#### [Excerpt to read]
Computer Parts Analysis and Building the Optimal PC

Models Implemented

Model 1: Multiple Linear Regression

Our first model sought to answer what was the best "cost-to-performance" product we could select. In order to do this, we implemented a Multiple Linear Regression (MLR) on selected feature variables to predict our response variables.

To demonstrate, we used our CPU Data to conduct the MLR, used Price as our response and Core Count and Performance Core Clock as our features.

From the output on the left, we can see that the initial model does not fit very well. It has an adjusted R-squared value of .258 which is not very good, as well as an accuracy score of .265.

With such a low adjusted r-squared value, we decided to check to see if outliers had a part to play.

Our theory was correct that the data frame did have outliers in terms of price, as depicted above. We removed these from our data frame and re-ran the MLR.

The second MLR produced much better results with an adjusted r-squared value of .510 and an accuracy rating of .515.

We concluded that these results were sufficient, as this model will be used to gather the lowest residual for each price category to then determine the product that offers the most performance for the lowest cost.

To determine the price point to set for each price category, we created a boxplot and an output for the distribution of the Price column in our data frame.

These values were used to decide our price point categories:

Low < 151.17

Medium < 229.48

High < 342.49

Ultra is any price range but the highest performing

Low Tier Selection

Medium Tier Selection

High Tier Selection

Ultra Tier Selection

After the selection of our four CPUs, we decided to plot our MLR to get a visual representation of it's performance.

#### [Jobs]
1. Condense the paragraph of the PC parts analysis that begins "Our first model sought" into a shorter version that keeps its main facts.
2. According to the PC parts analysis, what adjusted R-squared value did the second MLR produce?
The material after this text is not needed here.

#### [Given records]

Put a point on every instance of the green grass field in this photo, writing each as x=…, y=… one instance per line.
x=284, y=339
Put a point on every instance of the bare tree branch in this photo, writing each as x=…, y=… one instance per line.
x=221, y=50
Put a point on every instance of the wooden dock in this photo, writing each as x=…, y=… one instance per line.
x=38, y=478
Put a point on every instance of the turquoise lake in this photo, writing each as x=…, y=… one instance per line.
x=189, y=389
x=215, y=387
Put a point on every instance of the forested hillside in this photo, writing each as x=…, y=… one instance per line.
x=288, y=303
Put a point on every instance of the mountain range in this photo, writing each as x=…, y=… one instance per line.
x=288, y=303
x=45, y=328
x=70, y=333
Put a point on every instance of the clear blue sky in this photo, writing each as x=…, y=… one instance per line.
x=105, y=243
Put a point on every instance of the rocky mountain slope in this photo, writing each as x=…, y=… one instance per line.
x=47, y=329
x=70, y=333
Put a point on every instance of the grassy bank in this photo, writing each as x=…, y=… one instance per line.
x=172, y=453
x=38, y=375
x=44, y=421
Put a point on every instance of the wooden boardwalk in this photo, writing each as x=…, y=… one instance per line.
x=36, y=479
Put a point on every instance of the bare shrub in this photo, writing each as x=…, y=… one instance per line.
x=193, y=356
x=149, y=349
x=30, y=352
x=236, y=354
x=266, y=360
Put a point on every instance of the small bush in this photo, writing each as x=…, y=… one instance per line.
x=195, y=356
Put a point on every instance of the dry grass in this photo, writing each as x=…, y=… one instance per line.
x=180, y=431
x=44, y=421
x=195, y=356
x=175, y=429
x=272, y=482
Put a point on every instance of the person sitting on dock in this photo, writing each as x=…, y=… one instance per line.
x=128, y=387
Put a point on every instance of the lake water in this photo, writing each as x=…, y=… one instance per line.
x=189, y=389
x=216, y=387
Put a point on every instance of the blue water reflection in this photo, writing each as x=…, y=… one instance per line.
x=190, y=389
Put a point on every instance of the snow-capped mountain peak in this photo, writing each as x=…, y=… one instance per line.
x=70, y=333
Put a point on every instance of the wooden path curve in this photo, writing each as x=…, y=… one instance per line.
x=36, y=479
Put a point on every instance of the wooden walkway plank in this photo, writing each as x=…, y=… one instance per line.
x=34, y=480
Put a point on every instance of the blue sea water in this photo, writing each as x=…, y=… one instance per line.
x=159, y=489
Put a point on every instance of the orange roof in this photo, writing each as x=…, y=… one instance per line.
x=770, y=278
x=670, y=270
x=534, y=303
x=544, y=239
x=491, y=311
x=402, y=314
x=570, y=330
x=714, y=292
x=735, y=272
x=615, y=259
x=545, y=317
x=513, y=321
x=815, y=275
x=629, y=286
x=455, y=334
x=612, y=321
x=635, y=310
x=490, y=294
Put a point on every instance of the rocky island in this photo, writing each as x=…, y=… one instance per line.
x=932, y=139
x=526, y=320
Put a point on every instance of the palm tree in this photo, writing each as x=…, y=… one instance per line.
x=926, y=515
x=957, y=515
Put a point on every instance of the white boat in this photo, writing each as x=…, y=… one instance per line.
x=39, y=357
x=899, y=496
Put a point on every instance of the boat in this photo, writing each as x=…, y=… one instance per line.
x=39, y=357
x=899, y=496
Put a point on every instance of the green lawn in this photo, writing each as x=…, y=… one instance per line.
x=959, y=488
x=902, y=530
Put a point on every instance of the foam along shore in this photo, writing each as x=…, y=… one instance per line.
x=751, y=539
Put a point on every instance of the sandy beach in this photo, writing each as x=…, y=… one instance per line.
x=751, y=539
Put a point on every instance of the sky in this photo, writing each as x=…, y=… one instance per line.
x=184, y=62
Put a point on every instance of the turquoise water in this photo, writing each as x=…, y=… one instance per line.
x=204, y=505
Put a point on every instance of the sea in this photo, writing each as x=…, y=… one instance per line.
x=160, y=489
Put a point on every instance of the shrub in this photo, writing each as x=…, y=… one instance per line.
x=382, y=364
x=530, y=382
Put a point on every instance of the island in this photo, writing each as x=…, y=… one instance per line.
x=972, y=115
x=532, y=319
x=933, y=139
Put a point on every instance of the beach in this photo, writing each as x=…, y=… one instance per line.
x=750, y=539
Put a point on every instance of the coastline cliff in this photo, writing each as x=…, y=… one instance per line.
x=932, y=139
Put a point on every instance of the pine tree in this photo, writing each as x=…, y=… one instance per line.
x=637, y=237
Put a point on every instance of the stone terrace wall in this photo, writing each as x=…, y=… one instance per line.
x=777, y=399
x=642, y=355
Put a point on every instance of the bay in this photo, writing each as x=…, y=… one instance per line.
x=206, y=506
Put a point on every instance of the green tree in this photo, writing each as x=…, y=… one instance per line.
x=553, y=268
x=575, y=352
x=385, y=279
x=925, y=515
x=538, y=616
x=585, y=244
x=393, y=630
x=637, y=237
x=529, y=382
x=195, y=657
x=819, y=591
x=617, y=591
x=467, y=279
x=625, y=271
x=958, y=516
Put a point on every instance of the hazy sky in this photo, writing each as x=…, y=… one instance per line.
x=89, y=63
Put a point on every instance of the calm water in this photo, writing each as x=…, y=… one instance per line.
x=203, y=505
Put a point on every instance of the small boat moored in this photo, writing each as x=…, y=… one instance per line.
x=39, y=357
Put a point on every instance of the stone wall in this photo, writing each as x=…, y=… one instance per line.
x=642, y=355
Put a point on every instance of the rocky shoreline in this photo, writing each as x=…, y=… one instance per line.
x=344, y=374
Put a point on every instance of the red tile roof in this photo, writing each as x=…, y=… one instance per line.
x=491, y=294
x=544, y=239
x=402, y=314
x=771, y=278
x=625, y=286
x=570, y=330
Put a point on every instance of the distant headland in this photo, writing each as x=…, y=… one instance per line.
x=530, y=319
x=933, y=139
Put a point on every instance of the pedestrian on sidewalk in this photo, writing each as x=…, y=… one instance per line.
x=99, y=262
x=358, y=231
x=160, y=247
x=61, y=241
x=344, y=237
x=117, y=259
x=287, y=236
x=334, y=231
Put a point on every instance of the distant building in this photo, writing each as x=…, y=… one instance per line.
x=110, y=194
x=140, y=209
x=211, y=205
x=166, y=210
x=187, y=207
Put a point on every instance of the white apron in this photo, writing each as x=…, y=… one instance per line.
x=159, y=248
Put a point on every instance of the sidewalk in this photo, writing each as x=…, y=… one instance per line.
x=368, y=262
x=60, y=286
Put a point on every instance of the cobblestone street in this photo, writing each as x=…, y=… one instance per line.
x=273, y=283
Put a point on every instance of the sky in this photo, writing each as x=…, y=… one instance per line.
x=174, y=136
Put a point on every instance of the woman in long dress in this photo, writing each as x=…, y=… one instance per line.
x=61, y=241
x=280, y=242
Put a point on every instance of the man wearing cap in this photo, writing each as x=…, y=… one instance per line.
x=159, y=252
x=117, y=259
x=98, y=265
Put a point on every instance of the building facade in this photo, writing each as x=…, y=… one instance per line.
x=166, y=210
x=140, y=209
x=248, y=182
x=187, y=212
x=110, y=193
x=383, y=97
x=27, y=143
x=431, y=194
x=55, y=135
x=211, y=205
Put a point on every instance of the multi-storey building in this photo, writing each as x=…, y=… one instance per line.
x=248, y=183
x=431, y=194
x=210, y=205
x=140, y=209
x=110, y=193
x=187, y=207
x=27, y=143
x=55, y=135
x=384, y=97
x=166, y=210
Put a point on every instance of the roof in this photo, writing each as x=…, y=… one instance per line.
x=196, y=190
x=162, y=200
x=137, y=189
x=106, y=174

#### [Full answers]
1. The first model aimed to find the product with the best cost-to-performance by running a Multiple Linear Regression (MLR) on selected feature variables to predict the response variables.

2. The second MLR produced an adjusted R-squared value of .510.